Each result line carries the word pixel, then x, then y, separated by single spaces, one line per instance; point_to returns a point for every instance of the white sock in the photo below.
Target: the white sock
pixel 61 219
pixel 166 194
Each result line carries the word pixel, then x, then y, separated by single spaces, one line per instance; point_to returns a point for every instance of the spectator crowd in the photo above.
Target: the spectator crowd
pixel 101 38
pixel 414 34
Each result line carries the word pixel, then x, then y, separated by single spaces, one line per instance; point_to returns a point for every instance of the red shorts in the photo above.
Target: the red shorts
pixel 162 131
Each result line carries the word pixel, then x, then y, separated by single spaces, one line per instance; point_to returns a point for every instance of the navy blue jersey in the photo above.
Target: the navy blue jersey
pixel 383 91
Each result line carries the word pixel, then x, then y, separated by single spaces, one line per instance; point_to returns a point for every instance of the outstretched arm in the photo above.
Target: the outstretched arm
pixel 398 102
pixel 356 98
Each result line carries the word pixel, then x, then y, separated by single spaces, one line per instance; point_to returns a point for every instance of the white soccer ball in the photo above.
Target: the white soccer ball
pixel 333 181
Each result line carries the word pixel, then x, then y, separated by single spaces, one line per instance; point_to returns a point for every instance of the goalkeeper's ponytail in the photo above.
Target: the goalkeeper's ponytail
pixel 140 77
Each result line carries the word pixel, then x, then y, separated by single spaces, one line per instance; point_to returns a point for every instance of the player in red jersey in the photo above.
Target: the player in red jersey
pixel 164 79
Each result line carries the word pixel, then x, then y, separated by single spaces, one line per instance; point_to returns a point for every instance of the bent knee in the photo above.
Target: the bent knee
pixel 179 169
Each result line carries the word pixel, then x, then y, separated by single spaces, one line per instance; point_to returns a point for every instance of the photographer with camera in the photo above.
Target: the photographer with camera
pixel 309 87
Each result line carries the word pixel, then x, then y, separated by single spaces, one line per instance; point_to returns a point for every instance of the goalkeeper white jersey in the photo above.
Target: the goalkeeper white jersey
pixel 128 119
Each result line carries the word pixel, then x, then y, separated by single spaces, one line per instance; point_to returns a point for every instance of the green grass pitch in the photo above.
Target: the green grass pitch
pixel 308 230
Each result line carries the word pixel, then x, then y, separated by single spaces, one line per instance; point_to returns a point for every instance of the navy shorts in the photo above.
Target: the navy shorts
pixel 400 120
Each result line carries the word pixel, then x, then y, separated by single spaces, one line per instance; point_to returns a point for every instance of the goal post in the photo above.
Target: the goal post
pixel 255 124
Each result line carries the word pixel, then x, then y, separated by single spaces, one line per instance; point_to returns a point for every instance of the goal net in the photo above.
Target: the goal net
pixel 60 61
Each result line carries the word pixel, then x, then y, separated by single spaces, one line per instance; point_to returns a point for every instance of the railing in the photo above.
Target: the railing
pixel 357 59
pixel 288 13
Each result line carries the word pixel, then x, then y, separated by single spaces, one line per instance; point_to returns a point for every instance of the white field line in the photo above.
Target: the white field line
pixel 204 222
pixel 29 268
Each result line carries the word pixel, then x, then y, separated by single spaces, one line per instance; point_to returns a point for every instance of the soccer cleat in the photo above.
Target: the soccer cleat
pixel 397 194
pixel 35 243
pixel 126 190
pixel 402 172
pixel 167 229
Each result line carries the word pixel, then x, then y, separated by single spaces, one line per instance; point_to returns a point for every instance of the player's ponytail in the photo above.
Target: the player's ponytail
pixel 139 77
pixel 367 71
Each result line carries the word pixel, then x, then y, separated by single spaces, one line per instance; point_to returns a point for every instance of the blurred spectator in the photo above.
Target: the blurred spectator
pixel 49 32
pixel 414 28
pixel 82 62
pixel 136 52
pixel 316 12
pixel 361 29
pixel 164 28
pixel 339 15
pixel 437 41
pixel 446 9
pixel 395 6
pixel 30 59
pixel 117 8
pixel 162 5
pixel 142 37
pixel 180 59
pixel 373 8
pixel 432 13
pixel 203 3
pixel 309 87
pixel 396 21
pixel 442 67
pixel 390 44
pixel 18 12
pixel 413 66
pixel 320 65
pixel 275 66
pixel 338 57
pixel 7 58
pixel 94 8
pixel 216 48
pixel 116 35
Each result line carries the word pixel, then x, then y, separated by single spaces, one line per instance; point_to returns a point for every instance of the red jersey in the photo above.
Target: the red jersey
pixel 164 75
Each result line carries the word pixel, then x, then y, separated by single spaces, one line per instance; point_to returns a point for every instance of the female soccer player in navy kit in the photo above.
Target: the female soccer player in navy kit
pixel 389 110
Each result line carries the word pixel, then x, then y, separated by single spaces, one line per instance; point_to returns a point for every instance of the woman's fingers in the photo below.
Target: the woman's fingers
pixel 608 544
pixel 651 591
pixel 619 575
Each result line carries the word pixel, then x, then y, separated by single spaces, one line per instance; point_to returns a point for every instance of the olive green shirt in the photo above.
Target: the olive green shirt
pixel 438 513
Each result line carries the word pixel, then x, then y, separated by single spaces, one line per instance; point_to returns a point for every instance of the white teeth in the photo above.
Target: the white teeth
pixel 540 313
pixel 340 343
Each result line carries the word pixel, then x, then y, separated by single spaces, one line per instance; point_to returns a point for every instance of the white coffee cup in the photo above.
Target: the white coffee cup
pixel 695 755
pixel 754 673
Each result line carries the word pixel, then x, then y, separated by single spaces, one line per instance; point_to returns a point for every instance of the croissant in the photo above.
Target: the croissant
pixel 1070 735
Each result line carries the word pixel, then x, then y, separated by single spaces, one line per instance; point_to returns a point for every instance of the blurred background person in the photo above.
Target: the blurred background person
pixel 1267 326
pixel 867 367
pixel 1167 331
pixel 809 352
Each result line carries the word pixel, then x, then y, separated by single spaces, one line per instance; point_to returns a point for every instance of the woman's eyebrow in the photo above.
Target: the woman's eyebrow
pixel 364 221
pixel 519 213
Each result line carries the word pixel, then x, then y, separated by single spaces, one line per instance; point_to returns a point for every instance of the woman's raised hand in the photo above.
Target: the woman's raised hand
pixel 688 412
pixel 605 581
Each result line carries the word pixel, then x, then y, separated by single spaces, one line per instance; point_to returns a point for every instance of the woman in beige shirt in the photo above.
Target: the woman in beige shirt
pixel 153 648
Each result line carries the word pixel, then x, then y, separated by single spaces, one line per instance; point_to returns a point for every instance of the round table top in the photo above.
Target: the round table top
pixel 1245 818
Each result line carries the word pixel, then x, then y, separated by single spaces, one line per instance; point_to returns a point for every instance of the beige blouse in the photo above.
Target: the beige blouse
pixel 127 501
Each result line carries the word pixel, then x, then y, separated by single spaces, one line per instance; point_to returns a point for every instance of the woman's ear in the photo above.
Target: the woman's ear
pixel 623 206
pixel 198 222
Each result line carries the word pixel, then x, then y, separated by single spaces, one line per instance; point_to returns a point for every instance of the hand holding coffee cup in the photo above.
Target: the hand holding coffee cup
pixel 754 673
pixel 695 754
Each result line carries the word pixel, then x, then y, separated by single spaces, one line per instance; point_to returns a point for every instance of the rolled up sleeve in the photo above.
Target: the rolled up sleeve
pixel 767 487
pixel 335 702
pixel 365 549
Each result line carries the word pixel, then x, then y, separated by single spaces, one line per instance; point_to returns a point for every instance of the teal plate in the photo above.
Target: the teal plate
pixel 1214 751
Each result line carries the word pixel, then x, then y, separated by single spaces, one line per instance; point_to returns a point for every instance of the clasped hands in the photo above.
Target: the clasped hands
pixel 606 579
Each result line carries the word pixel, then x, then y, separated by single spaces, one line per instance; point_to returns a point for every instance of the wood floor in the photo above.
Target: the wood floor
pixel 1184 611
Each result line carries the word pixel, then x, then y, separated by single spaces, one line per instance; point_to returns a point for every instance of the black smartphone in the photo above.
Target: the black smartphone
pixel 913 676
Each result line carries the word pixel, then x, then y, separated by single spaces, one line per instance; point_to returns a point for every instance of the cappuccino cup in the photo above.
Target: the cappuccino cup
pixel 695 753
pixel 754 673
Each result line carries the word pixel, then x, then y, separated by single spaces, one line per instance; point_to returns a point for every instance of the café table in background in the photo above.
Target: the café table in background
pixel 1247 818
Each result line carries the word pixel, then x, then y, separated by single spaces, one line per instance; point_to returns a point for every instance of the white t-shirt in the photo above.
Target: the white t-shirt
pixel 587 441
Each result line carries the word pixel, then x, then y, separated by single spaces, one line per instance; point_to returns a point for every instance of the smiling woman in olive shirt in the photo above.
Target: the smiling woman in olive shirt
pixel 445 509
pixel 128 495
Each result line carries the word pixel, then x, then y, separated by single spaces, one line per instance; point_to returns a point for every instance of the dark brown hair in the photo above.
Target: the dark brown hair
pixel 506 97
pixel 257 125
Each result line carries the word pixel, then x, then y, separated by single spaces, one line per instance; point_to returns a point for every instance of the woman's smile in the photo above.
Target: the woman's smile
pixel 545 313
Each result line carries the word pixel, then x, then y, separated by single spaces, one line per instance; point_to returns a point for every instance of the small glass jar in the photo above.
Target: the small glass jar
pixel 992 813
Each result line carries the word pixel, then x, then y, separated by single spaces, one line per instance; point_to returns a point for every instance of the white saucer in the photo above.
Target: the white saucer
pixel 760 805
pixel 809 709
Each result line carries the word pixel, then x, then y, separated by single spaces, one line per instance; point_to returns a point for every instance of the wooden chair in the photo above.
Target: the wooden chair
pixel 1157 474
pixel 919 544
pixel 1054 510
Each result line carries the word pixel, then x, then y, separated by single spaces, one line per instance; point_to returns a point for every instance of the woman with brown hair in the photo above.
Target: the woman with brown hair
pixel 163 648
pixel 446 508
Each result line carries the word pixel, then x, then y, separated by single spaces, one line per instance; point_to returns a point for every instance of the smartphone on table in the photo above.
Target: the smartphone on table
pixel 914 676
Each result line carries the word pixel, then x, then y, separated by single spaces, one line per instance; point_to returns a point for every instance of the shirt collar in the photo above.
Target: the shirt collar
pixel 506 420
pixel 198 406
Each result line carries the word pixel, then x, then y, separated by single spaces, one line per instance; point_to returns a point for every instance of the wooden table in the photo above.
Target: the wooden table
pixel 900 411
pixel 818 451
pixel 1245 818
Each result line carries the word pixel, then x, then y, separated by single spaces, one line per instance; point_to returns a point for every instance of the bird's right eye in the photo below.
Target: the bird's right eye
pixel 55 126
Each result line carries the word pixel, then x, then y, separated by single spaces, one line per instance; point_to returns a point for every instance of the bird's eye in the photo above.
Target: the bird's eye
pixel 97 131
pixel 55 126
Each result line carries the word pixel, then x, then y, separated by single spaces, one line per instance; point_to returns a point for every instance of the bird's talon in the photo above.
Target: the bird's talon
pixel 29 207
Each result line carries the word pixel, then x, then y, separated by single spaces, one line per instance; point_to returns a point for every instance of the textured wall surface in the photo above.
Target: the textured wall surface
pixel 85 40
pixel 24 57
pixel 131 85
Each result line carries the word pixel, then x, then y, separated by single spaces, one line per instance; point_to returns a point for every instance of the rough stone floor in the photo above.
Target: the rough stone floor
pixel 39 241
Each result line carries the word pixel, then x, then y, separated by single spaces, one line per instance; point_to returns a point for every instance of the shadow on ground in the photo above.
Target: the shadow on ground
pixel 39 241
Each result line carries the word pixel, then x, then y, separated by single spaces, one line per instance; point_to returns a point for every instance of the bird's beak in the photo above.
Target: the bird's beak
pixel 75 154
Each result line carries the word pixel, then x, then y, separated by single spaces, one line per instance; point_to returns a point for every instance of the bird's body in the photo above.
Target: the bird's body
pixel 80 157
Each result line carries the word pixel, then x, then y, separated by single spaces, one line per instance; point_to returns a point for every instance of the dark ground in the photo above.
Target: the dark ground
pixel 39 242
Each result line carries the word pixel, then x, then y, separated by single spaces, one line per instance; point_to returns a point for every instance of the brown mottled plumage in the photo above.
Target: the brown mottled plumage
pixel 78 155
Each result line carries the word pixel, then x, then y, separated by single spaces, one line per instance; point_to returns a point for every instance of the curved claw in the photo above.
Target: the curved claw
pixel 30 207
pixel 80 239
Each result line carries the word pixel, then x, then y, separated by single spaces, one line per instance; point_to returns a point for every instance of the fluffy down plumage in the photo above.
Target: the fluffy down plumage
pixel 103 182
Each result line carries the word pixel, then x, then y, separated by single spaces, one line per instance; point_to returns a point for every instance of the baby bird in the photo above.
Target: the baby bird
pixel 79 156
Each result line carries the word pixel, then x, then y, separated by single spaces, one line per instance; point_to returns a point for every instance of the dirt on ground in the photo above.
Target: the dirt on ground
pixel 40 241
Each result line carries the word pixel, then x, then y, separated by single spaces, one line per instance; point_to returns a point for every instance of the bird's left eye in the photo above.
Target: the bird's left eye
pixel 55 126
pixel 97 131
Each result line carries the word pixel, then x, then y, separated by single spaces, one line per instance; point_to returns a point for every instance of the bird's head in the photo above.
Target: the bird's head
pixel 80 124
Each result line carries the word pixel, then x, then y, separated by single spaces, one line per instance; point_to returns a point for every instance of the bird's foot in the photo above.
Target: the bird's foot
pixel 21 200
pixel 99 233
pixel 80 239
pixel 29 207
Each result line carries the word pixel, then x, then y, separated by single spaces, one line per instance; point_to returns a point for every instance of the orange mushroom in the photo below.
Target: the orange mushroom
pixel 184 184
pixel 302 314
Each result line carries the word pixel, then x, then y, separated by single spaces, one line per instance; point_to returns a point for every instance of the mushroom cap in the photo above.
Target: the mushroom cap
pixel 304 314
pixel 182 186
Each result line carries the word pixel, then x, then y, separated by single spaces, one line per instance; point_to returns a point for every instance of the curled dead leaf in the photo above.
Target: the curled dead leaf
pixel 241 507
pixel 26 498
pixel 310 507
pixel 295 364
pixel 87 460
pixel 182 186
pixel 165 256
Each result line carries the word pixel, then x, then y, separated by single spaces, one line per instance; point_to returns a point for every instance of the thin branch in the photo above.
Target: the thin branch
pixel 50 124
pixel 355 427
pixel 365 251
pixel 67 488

▬▬▬

* [DO THIS]:
Replace "beige shirt" with "gray sweater" in the lines starting at the one containing "beige shirt in the photo above." and ending at the one containing "pixel 153 648", and give back only those lines with everything else unchanged.

* [FINISHED TASK]:
Each result line carries the word pixel, then x, then y, separated by single spaces, one line per instance; point_to returns a point for every instance of the woman in gray sweater in the photo above.
Target: the woman in gray sweater
pixel 153 648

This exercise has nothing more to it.